§ Direction a
Copy out, word for word, the part of the listing that opens with the line containing "Detect blue letter" and closes with the line containing "871 241 1123 748", including both of those lines.

A gentleman came into the gallery this afternoon to show me his wildlife photography (he failed to adhere to rules 4 and 6 of the previous post, but did okay with the rest). Besides seeming a bit self-important, he was a friendly enough gent and proceeded to tell me about a particular photo he had taken at a to-remain-nameless national park. He explained that, after he returned from his trip and saw how amazing his photo had turned out, the first thing he did was get on the phone with the folks at the national park, to see if they were interested in it. Then, rather grumpily, he told me that he wasn’t let to speak to the man in charge but could only talk to the man’s personal assistant. “She wanted me to send her the photograph,” he huffed, giving me a knowing look. “I said, I’m not sending you nothing.”

“What did you expect them to do for you without letting them see the photograph?” I asked.

§ Records
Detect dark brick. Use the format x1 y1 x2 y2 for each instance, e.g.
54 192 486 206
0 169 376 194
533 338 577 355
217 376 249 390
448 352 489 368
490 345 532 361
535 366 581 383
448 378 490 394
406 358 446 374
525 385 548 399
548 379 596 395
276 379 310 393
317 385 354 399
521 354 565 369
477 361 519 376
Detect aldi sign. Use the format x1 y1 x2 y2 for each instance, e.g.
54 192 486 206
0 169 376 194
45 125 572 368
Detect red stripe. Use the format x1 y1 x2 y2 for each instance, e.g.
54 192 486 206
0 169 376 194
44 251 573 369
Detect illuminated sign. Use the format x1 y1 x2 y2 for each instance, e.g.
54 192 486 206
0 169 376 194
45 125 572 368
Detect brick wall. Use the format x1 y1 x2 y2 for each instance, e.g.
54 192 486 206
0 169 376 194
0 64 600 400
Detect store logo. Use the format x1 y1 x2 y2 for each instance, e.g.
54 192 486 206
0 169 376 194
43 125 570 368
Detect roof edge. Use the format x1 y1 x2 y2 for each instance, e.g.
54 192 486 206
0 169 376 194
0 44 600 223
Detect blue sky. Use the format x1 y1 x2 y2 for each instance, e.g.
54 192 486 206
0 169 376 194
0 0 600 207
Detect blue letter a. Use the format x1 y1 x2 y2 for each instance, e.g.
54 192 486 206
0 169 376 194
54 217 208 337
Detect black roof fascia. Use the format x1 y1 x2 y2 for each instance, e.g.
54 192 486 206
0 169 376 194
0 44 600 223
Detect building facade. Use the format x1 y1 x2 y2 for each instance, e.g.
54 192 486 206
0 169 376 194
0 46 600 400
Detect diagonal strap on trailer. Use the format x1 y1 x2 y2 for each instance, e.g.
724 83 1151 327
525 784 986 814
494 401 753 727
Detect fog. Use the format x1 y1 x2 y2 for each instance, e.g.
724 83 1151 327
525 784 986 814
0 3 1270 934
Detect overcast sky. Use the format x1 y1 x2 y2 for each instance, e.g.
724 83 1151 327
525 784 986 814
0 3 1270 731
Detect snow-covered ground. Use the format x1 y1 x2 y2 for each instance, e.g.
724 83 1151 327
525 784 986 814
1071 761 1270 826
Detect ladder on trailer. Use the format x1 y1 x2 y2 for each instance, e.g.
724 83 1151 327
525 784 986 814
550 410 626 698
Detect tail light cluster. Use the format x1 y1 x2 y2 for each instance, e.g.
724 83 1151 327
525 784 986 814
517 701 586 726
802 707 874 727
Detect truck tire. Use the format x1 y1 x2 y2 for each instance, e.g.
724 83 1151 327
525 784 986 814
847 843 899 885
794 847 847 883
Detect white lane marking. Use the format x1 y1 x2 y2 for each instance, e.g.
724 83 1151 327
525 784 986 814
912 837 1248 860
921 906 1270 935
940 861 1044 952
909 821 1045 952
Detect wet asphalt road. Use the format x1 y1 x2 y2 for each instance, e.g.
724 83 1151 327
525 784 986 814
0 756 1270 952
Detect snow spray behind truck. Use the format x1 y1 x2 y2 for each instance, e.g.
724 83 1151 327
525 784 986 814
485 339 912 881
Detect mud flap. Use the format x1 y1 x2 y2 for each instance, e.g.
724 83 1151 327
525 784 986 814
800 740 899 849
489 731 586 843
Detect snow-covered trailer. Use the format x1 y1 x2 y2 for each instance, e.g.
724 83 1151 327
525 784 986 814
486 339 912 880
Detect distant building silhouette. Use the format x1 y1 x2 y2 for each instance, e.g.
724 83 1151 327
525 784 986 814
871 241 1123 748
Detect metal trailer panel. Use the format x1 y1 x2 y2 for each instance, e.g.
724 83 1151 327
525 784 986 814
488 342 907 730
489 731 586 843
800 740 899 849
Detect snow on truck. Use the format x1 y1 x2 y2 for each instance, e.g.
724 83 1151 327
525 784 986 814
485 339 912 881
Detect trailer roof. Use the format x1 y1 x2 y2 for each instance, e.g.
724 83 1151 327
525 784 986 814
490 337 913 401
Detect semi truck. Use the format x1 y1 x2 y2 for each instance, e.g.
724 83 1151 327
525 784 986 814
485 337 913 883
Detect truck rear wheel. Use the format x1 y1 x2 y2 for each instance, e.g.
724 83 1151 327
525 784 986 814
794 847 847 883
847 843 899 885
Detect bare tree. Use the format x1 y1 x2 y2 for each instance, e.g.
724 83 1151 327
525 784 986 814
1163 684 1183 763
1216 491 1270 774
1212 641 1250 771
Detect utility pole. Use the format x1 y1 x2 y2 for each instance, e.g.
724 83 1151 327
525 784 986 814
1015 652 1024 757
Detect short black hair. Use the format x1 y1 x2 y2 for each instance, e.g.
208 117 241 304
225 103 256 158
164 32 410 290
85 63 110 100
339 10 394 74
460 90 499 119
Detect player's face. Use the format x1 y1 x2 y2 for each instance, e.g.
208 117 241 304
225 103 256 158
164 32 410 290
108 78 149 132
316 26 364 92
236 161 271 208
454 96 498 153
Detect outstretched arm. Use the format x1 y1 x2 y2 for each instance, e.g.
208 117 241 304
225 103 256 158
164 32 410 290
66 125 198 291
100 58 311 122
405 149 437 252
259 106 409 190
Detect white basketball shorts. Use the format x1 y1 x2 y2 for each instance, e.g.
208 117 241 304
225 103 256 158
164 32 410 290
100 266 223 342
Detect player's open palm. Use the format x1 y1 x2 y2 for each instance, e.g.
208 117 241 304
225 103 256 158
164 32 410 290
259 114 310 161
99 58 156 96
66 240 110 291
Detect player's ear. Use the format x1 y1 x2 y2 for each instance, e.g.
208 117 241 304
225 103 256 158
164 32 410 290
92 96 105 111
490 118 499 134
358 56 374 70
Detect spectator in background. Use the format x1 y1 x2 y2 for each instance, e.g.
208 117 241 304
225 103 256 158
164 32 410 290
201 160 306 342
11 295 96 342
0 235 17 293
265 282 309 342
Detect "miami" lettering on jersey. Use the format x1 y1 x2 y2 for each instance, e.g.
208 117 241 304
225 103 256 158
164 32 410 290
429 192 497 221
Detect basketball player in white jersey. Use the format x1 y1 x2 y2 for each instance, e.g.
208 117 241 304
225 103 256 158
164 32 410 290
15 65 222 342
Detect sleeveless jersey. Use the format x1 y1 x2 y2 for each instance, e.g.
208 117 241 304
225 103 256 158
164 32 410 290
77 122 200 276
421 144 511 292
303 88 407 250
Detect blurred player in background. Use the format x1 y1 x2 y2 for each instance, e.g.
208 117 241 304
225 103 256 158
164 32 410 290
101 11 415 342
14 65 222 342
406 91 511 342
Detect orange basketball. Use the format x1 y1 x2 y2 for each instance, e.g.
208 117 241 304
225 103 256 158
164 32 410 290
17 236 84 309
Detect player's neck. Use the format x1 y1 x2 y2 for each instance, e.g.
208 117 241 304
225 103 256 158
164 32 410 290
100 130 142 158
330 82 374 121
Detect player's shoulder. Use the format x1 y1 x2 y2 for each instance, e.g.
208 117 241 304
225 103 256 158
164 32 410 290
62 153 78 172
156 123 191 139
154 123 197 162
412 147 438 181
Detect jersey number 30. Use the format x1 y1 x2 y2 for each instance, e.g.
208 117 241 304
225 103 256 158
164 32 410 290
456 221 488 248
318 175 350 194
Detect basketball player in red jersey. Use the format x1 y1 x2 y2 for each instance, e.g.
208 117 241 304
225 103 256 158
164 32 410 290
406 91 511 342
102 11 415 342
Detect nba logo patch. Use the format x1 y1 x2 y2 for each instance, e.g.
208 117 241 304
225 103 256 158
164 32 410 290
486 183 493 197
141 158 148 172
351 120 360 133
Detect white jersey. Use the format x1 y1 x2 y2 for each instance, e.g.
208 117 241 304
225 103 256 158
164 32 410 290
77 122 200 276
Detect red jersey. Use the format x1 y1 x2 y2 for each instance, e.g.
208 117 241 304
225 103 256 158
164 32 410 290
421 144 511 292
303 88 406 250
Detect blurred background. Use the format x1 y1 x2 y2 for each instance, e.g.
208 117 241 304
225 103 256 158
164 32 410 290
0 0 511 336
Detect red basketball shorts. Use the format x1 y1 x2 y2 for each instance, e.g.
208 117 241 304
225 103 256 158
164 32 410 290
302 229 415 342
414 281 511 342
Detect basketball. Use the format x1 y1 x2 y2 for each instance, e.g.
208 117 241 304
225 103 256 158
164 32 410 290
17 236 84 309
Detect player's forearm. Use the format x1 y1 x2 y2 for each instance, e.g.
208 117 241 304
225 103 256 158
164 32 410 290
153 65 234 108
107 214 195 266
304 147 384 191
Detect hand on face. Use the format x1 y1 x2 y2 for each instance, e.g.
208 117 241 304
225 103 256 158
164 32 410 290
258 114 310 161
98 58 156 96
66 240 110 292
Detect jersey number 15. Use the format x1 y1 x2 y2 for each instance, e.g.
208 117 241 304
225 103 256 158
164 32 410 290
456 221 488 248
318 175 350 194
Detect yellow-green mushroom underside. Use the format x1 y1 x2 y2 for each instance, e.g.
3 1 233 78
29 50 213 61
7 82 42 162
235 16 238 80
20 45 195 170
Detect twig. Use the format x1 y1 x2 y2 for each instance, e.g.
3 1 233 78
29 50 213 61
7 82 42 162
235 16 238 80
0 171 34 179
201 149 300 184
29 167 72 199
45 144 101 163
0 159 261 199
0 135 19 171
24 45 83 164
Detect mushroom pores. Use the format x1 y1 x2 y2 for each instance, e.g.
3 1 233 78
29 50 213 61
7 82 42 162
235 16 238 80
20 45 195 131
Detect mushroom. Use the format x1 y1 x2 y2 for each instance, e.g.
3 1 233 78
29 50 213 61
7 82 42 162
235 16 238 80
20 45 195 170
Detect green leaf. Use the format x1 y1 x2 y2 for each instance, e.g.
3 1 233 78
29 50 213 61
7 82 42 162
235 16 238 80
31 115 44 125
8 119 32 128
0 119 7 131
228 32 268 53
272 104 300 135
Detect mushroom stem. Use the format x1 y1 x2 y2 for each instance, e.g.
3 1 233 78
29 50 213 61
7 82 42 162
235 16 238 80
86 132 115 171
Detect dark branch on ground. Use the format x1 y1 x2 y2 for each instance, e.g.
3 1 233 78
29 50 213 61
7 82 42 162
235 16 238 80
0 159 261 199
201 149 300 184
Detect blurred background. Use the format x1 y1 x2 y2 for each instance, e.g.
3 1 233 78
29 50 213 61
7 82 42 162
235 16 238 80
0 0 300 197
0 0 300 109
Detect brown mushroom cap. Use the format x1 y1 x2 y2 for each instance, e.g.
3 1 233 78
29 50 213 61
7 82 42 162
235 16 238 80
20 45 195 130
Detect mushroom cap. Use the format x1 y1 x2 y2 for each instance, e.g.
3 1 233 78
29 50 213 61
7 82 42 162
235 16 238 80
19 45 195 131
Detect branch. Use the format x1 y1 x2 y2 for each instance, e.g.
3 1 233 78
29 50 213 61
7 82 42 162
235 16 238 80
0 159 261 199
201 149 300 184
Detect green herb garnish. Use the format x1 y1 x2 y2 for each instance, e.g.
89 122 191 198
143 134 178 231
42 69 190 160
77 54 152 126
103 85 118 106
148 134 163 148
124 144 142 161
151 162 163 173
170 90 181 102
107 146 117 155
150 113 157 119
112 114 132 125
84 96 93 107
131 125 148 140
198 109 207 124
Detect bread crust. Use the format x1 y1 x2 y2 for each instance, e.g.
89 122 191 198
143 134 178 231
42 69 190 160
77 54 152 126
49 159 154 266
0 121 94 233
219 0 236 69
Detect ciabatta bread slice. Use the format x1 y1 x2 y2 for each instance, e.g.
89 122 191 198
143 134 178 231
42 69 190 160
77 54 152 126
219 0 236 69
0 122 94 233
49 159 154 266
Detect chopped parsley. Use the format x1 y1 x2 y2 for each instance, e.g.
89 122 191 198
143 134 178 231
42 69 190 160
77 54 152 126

§ Direction b
Write the next part of the story about the wildlife photographer's visit to the gallery, starting after the last sentence shown.

§ Right answer a
Detect blue letter a. Use the format x1 y1 x2 y2 for each instance, e.g.
54 192 486 206
0 169 376 194
54 217 208 337
Detect black roof fascia. Use the format x1 y1 x2 y2 for each instance, e.g.
54 192 486 206
0 169 376 194
0 44 600 223
Detect building facade. Use the format x1 y1 x2 y2 for each instance, e.g.
54 192 486 206
0 169 376 194
0 46 600 400
Detect diagonal strap on trailer. Use the format x1 y1 x2 y2 for each instance, e.g.
724 83 1151 327
525 784 986 814
494 401 753 727
Detect fog. Use the format x1 y1 x2 y2 for each instance, e.g.
724 83 1151 327
525 784 986 814
0 3 1270 934
Detect overcast sky. Use the format x1 y1 x2 y2 for each instance, e.g.
724 83 1151 327
525 784 986 814
0 3 1270 731
Detect snow-covered ground. Use the format x1 y1 x2 y2 for each instance, e.g.
724 83 1151 327
525 784 986 814
1071 761 1270 826
Detect ladder on trailer. Use the format x1 y1 x2 y2 for each instance, e.g.
724 83 1151 327
525 784 986 814
550 410 626 698
Detect tail light cluster. Use the format x1 y1 x2 y2 for each instance, e.g.
724 83 1151 327
525 784 986 814
517 701 586 726
802 707 874 727
Detect truck tire. Use the format x1 y1 x2 y2 for each instance, e.g.
724 83 1151 327
525 784 986 814
847 843 899 885
794 847 847 883
Detect white lane marking. Use the format x1 y1 x2 y2 for each instance, e.g.
724 83 1151 327
525 784 986 814
912 837 1248 860
921 906 1270 935
940 861 1044 952
909 821 1045 952
Detect wet asphalt road. Use the format x1 y1 x2 y2 for each instance, e.g.
724 83 1151 327
525 784 986 814
0 756 1270 952
Detect snow spray behind truck. Use the format x1 y1 x2 y2 for each instance, e.g.
724 83 1151 327
525 784 986 814
485 339 912 881
Detect mud flap. Use the format x1 y1 x2 y2 for each instance, e.g.
724 83 1151 327
525 784 986 814
800 740 899 849
489 731 586 843
Detect snow-covered trailer. Use the format x1 y1 x2 y2 for each instance, e.g.
724 83 1151 327
525 784 986 814
486 339 912 880
Detect distant building silhouette. Use the format x1 y1 x2 y2 for each instance, e.g.
724 83 1151 327
525 784 986 814
871 241 1123 748

§ Right answer b
He was afraid of them stealing his image. “And, anyway, if I’m going to do business with them,” he said, “I’m going to do it in person and not over the phone.” He felt that  she wasn’t the one he needed to be talking to. He wants to talk to her superior. The one who makes the decisions.

Not sparing his feelings, I laid it out plain for him.

“Why should they give you their time when they don’t even know if the photo is any good or not?” I asked. “Maybe if Ansel Adams was calling they’d be a little more receptive, but they don’t know you from anyone. And treat that personal assistant with respect. She’s the gatekeeper; it’s her job to work with people like yourself, and if you want your photo to go somewhere with the parks you’re going to have to jump through their hoops. You should send the picture. If you don’t feel comfortable sending a digital file, don’t. Send them a printed 4×6 if you’re really afraid of them reproducing it.”

How can an artist expect to even discuss their unsolicited work with anyone without being prepared to show their work? Even if he had been let to speak with Mr. Man In Charge, did he think he would get anywhere just by saying that he took a great photograph? Is Mr. Man In Charge supposed to take him seriously just because he says so? It would be like if I called up a literary agent to ask if they would represent me, bypassing the querying process, and, oh by the way, Ms. Agent, I won’t send you my manuscript until you sign me, but trust me it’s good.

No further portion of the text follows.